GIVEN PROBLEM | Would you output the whole listing below, exactly as it reads?
## Begin MATERIAL PROVIDED
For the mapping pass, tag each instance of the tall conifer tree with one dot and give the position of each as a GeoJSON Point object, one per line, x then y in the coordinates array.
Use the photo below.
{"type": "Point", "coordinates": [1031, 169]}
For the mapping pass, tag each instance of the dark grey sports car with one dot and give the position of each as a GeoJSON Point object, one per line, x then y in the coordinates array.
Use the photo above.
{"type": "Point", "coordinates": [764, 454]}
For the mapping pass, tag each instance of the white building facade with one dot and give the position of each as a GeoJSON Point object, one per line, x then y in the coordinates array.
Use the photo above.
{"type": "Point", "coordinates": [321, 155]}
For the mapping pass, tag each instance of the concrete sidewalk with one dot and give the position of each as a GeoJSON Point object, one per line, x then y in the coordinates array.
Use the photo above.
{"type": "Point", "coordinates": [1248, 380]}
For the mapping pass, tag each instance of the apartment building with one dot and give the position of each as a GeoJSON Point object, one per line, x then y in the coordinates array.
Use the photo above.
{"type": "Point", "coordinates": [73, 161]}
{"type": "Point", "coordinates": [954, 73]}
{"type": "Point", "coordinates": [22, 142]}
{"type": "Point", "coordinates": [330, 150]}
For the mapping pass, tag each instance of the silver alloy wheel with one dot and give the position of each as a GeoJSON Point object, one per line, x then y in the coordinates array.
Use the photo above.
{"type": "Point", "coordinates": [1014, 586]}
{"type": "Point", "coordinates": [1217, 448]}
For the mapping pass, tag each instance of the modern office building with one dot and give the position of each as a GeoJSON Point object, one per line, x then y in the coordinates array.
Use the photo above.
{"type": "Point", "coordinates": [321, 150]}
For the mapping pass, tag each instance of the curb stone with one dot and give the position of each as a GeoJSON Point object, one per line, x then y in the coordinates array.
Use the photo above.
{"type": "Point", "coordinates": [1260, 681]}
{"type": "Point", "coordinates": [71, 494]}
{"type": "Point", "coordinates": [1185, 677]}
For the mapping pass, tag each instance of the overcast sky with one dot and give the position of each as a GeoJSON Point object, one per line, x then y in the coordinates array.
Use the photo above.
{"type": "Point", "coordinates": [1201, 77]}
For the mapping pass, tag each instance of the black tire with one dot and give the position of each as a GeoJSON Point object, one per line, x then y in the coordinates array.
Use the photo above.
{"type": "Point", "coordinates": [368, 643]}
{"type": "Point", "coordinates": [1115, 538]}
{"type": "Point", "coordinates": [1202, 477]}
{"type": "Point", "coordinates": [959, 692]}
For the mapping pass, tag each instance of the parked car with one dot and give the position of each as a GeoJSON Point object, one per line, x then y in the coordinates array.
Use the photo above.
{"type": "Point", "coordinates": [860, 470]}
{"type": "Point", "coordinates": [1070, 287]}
## End MATERIAL PROVIDED
RESPONSE |
For the mapping pass, tag each instance of the tall conifer tree with one dot and give the position of each as a GeoJSON Point object, one per line, x then y in the coordinates array.
Use the photo below.
{"type": "Point", "coordinates": [1031, 169]}
For the mapping pass, tag each instance of the dark grey sports car with one dot and give the position of each as a GeoJSON Point object, one per line, x then y in the coordinates array.
Use the photo above.
{"type": "Point", "coordinates": [764, 454]}
For the mapping pass, tag each instance of the white building facade with one dot and give the position of each as a GeoJSON Point object, one per line, x then y in the coordinates array.
Use the photo above.
{"type": "Point", "coordinates": [321, 155]}
For the mapping pass, tag each instance of the concrete sidewalk with one dot and give the position of each as a GeoJSON Point object, one per line, x then y in the coordinates array.
Use the photo above.
{"type": "Point", "coordinates": [1248, 380]}
For the mapping pass, tag each instance of the apartment building with one dot and give the position of each as a GeoJSON Point object, one per line, x then y in the coordinates array.
Use the photo above.
{"type": "Point", "coordinates": [73, 161]}
{"type": "Point", "coordinates": [954, 73]}
{"type": "Point", "coordinates": [22, 142]}
{"type": "Point", "coordinates": [330, 150]}
For the mapping pass, tag each instance of the silver alloy wheel with one dot and give the position of each as a GeoJSON Point object, one per line, x then y in the coordinates array.
Use the photo above.
{"type": "Point", "coordinates": [1014, 586]}
{"type": "Point", "coordinates": [1217, 448]}
For the mapping pass, tag each instance of the modern office building with one dot and give the position of each as a GeoJSON Point object, one per line, x then y in the coordinates array.
Use the photo above.
{"type": "Point", "coordinates": [321, 150]}
For the mapping pass, tag each instance of the curb stone with one dot and give the position of each as a GeoJSON Point object, one per line, x then y in the coordinates array.
Use the photo above.
{"type": "Point", "coordinates": [1260, 681]}
{"type": "Point", "coordinates": [71, 494]}
{"type": "Point", "coordinates": [1185, 677]}
For the mapping pass, tag each instance of the overcast sky with one dot and give the position of each as a GeoJSON Point object, one per line, x then y in the coordinates array.
Use the photo above.
{"type": "Point", "coordinates": [1201, 77]}
For the mapping pass, tag each instance of the black tire with one dot and give the position of each as a GeoJSON Point object, one per line, x then y in the coordinates array.
Use the photo above.
{"type": "Point", "coordinates": [368, 643]}
{"type": "Point", "coordinates": [1115, 538]}
{"type": "Point", "coordinates": [1202, 477]}
{"type": "Point", "coordinates": [959, 692]}
For the mapping pass, tag each instance of the parked car with one dot and give the position of each as a GeoJSON Point object, one per line, x then y in the coordinates array.
Use the photo above.
{"type": "Point", "coordinates": [860, 470]}
{"type": "Point", "coordinates": [1070, 287]}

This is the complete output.